Zukunft des Kontinents:Über Europa reden - aber ohne Tabus

EU-Flagge

Die europäische Flagge (Symbolbild).

(Foto: picture alliance / dpa)

Seien wir ehrlich: Die deutsche Europa-Debatte ist langweilig und steckt voller Denkverbote. Doch eine ehrliche Diskussion ist entscheidend - sonst vergrößert sich die Distanz zwischen Bürgern und Eliten. Wie belebend ein offener Diskurs wirken kann, zeigen die Niederlande.

Von Thomas Kirchner

Im Amsterdamer Verlag Prometheus/Bert Bakker erschien vor einigen Tagen ein bemerkenswertes Büchlein mit Beiträgen mehrerer Autoren. "Thuis in de Tijd" heißt es, "Zu Hause in der Zeit". Bemerkenswert sind vor allem die Namen der Herausgeber: Geert Mak und Thierry Baudet.

Mak, 67, kennen viele Deutsche als linksliberalen Historiker und Schriftsteller ("In Europa"), der sich oft politisch äußert, meist zu seinem Herzensanliegen: dem gemeinsamen, multikulturellen Europa. Baudet, 31, hierzulande fast unbekannt, steht ganz weit auf der anderen Seite. Der Jurist und Historiker ist ein nationalkonservativer Europakritiker, ein rotes Tuch für Liberale, ein Mann, der sich zwar abgrenzt von Populisten wie Geert Wilders, aber so stark provoziert, dass er sich an der Grenze der Respektabilität bewegt.

* _Arbeitsaufträge_
1. Gib aus dem Artikel über die Europa-Debatte den Abschnitt von "Seien wir ehrlich: Die" bis "Mak und Thierry Baudet." wortgetreu wieder.
2. In welchem Verlag ist das Büchlein "Thuis in de Tijd" laut dem Artikel über die Europa-Debatte erschienen?
3. Nenne alle Personen, die im Artikel über die Europa-Debatte namentlich vorkommen.

* _Bereitgestellte Daten_
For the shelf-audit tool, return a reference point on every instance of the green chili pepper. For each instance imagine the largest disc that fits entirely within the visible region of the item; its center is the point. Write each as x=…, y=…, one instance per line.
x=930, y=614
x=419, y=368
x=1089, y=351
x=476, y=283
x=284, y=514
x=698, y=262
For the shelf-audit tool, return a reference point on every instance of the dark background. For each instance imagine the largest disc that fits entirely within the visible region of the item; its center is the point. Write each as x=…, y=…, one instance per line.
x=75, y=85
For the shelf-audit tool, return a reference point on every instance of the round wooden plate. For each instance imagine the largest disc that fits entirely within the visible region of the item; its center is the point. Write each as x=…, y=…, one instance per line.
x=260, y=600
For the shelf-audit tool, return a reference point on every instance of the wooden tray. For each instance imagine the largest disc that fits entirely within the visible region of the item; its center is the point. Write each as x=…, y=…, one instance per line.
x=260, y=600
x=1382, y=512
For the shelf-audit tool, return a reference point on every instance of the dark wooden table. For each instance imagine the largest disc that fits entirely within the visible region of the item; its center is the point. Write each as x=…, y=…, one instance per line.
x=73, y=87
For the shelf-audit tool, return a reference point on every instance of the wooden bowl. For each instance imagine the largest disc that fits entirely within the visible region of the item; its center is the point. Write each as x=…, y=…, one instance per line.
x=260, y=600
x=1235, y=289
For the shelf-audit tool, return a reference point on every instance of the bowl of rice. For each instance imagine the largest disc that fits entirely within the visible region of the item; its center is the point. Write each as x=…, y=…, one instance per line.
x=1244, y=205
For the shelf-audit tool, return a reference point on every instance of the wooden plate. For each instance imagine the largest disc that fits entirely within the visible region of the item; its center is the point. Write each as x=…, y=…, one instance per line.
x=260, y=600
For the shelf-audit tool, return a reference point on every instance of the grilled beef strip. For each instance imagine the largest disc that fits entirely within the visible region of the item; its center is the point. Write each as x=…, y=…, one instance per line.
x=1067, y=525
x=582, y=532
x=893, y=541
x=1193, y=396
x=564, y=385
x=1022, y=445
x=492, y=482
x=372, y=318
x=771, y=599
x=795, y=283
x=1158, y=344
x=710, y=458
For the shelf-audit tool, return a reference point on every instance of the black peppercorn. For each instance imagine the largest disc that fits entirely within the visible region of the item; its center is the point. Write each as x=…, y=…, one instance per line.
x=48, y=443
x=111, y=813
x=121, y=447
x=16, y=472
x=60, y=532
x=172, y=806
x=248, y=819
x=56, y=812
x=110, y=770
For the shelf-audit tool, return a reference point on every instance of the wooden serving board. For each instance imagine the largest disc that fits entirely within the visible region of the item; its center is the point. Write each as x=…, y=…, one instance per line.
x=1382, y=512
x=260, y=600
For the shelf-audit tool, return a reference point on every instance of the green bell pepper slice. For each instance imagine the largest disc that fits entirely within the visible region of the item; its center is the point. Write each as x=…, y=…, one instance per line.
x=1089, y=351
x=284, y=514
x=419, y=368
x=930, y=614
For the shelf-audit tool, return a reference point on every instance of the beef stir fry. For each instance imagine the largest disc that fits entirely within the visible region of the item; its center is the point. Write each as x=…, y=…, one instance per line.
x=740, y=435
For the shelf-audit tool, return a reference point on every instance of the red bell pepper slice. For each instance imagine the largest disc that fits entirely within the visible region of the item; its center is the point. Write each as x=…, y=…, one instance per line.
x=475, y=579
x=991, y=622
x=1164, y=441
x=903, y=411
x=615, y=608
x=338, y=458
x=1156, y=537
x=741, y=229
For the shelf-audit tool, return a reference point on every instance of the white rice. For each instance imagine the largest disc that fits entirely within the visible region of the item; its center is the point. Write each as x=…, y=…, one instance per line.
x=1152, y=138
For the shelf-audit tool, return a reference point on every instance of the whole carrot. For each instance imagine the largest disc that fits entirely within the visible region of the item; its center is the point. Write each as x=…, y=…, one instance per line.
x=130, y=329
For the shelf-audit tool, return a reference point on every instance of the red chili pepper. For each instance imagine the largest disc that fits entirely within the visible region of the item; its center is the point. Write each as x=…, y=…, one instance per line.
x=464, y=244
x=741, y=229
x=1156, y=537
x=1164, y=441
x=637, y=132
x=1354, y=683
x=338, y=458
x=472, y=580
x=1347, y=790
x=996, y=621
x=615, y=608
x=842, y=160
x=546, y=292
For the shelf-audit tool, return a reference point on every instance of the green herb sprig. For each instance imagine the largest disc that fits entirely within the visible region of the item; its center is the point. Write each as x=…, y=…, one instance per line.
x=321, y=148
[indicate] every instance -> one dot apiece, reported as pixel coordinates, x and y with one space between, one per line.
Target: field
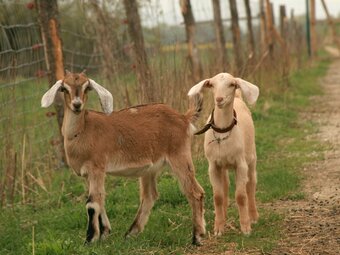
54 222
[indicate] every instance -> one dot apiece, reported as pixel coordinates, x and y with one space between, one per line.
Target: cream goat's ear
49 96
198 87
249 90
105 96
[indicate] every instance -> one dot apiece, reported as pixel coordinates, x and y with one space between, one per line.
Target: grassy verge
55 224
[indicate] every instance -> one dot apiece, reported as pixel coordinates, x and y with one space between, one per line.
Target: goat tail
196 105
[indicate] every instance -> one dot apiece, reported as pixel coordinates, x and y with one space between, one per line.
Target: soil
311 225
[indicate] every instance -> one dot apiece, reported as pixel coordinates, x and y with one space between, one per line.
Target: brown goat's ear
105 96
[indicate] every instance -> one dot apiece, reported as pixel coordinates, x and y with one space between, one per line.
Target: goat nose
77 105
219 99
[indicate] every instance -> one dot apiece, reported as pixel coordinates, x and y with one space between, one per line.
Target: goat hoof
105 234
246 230
218 231
197 240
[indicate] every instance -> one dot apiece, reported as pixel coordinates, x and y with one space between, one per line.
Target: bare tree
189 21
236 35
220 40
49 24
142 68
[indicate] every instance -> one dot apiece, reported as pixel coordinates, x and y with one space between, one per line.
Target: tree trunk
189 21
144 77
48 19
283 23
251 40
236 36
221 52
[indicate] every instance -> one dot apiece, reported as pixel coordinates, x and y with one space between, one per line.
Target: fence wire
96 40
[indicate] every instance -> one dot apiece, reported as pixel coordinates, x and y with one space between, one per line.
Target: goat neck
223 117
73 124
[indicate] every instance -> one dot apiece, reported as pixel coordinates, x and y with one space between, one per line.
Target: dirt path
312 226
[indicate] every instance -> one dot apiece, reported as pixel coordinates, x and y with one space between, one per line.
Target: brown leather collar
212 125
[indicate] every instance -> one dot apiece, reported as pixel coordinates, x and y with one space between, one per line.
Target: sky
168 11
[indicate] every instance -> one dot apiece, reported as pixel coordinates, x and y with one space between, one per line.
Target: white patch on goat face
223 89
67 87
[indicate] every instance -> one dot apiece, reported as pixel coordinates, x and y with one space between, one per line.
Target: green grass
59 217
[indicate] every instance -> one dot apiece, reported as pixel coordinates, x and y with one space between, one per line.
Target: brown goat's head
75 87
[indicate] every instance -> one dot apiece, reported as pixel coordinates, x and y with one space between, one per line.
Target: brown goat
133 142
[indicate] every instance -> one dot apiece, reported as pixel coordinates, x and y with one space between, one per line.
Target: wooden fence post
189 21
142 68
221 51
312 28
331 24
263 28
105 39
251 40
236 36
270 28
48 19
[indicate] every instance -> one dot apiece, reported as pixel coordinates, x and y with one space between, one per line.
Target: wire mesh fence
94 37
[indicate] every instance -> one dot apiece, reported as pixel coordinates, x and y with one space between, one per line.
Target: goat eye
63 89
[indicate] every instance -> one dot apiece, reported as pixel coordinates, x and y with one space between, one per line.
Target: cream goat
133 142
230 143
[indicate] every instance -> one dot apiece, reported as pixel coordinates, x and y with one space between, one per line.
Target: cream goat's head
224 86
75 87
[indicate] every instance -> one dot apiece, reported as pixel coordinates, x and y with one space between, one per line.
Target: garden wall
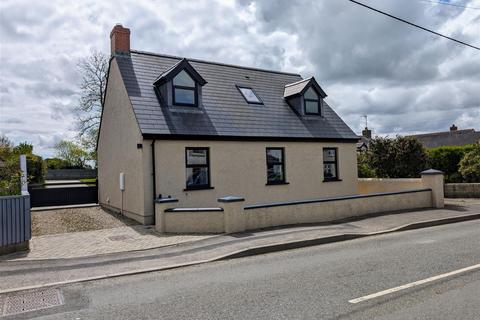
375 185
233 216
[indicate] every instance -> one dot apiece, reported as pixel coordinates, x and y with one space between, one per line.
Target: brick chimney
367 133
120 40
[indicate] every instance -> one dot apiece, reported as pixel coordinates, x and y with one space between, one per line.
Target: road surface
309 283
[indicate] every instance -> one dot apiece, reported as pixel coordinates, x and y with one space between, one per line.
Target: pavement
18 273
308 283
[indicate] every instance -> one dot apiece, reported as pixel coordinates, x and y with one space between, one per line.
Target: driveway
76 220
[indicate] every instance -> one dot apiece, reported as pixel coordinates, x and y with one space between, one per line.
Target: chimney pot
367 133
120 40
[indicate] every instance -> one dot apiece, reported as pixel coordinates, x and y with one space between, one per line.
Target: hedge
447 159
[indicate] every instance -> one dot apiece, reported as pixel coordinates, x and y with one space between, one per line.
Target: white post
23 178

* _Ergebnisse_
1.
Seien wir ehrlich: Die deutsche Europa-Debatte ist langweilig und steckt voller Denkverbote. Doch eine ehrliche Diskussion ist entscheidend - sonst vergrößert sich die Distanz zwischen Bürgern und Eliten. Wie belebend ein offener Diskurs wirken kann, zeigen die Niederlande.

Von Thomas Kirchner

Im Amsterdamer Verlag Prometheus/Bert Bakker erschien vor einigen Tagen ein bemerkenswertes Büchlein mit Beiträgen mehrerer Autoren. "Thuis in de Tijd" heißt es, "Zu Hause in der Zeit". Bemerkenswert sind vor allem die Namen der Herausgeber: Geert Mak und Thierry Baudet.

2. Im Amsterdamer Verlag Prometheus/Bert Bakker.

3. Thomas Kirchner, Geert Mak, Thierry Baudet, Geert Wilders